Records from a collection

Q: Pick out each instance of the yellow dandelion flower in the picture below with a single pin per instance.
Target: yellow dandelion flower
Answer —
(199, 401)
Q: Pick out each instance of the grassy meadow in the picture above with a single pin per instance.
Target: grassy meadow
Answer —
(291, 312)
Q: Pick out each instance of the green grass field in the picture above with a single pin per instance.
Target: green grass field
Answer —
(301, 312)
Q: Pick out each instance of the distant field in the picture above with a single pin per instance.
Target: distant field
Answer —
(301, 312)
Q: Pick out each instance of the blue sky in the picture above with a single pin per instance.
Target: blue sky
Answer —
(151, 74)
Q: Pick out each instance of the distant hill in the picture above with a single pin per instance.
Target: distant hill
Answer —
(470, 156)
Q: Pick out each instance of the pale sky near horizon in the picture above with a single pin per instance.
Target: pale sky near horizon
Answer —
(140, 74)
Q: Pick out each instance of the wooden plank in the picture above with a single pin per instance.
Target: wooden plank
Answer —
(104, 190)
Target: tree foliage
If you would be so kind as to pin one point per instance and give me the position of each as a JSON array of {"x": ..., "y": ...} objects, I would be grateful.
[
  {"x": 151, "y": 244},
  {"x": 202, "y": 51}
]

--

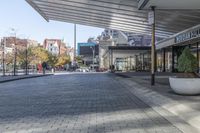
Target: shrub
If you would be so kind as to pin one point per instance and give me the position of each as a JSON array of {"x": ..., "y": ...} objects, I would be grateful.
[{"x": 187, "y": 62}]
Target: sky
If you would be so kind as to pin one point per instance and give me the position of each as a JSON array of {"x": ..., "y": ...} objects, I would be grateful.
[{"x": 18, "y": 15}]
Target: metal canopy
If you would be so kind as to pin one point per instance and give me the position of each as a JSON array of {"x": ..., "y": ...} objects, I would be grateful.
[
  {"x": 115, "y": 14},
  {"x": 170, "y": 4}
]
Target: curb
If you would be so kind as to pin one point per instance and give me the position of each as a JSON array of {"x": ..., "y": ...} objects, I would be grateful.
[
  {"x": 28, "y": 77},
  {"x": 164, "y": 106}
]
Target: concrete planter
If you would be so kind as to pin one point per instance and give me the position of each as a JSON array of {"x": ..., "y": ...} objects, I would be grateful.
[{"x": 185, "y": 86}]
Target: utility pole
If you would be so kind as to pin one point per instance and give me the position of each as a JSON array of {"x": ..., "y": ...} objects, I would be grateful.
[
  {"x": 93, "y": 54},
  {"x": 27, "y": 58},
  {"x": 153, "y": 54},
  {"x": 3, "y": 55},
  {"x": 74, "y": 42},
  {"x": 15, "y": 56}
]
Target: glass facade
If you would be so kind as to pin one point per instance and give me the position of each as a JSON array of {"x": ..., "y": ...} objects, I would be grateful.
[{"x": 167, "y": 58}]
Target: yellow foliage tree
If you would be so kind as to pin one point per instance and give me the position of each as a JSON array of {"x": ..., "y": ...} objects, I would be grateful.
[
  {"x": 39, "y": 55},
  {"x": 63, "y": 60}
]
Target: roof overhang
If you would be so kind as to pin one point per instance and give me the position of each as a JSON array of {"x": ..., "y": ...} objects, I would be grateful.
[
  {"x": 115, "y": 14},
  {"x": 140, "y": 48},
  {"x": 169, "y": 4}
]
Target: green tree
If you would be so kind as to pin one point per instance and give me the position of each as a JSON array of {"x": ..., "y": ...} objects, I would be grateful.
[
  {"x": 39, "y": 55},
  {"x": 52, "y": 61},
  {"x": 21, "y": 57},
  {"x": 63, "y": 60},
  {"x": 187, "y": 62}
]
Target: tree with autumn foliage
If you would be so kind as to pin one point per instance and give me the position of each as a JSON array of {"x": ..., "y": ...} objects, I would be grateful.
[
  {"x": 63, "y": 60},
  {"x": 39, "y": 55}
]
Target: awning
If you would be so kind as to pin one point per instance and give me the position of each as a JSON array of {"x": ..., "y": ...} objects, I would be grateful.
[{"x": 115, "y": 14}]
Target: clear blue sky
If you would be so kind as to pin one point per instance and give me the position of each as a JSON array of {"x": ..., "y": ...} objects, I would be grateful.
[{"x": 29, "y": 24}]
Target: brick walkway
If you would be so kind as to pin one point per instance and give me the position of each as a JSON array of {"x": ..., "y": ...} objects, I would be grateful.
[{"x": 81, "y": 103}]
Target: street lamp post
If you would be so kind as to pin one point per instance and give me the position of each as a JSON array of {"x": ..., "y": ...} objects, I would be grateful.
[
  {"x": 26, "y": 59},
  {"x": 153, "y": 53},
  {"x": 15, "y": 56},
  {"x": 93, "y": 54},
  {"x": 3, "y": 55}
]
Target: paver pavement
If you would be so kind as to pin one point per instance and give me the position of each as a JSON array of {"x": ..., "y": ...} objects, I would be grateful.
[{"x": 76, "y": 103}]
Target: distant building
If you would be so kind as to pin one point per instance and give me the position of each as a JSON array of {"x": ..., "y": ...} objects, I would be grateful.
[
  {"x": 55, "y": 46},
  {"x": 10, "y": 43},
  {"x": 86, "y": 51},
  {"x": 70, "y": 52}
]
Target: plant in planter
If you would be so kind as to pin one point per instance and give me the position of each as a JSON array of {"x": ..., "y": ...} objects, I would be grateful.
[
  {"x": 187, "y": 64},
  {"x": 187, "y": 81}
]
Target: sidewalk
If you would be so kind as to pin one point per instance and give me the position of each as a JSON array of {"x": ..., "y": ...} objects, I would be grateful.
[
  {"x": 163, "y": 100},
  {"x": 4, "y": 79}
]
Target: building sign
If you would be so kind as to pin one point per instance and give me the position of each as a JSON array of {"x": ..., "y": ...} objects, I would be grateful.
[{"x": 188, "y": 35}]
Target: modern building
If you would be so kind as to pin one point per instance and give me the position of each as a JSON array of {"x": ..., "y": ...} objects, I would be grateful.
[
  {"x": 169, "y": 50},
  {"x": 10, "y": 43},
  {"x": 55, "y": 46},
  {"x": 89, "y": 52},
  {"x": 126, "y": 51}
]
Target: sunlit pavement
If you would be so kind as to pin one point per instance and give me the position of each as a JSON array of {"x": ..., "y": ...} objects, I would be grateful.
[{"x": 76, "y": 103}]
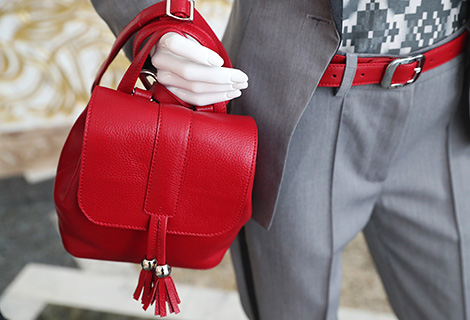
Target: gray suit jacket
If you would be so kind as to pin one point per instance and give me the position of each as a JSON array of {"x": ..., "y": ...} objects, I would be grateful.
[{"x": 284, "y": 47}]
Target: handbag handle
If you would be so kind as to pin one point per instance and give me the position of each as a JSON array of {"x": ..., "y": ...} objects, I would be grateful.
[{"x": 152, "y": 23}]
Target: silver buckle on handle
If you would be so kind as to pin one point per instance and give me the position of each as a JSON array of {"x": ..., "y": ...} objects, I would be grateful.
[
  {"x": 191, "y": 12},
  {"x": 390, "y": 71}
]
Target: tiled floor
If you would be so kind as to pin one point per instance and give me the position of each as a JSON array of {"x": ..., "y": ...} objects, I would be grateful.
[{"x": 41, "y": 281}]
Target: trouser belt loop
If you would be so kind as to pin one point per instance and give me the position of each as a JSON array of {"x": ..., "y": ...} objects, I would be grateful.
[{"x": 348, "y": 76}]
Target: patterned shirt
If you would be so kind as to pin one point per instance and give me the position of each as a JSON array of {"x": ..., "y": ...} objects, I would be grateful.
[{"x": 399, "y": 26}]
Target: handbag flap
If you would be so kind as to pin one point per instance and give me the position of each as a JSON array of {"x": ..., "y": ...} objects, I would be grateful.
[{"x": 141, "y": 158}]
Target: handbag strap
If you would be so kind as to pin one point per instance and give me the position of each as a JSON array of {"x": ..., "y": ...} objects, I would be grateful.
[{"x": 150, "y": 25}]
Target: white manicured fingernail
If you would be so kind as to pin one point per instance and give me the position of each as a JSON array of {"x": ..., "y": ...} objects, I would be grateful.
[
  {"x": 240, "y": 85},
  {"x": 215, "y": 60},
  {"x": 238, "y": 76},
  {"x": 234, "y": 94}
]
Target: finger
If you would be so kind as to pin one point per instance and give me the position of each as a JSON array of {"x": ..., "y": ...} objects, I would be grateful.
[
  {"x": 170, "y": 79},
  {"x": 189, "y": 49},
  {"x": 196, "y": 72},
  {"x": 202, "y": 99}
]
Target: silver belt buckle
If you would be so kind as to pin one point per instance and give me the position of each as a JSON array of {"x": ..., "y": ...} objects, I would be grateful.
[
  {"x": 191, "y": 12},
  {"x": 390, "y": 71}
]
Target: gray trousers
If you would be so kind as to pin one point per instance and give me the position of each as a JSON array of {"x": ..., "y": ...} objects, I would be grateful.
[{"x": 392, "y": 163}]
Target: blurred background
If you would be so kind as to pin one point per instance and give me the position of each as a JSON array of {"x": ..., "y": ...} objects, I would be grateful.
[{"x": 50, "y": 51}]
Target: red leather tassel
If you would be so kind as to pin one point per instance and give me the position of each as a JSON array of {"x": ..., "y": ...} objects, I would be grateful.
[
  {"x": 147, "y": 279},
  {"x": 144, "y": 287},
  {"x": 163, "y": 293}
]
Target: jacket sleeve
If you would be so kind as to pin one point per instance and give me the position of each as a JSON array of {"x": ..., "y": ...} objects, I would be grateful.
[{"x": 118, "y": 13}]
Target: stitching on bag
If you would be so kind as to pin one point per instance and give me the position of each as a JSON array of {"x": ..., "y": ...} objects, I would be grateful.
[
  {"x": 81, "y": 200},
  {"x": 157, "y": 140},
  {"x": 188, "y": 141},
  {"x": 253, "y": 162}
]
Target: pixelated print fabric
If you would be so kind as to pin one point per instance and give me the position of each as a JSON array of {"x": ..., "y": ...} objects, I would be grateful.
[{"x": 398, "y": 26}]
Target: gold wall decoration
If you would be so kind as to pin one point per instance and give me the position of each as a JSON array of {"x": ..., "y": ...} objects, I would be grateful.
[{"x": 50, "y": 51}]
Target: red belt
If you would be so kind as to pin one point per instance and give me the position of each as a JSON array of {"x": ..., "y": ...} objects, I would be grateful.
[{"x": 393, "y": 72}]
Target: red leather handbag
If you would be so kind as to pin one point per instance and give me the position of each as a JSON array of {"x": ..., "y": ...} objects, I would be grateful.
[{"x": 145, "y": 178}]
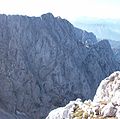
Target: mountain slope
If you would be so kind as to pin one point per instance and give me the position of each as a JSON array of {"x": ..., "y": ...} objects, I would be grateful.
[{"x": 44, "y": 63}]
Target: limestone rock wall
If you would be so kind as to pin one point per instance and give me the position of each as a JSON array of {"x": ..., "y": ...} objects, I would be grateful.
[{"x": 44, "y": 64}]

| CHALLENGE |
Report every line of the material above that contains the string "silver".

| CORRECT RESPONSE |
Target: silver buckle on handle
Target: silver belt buckle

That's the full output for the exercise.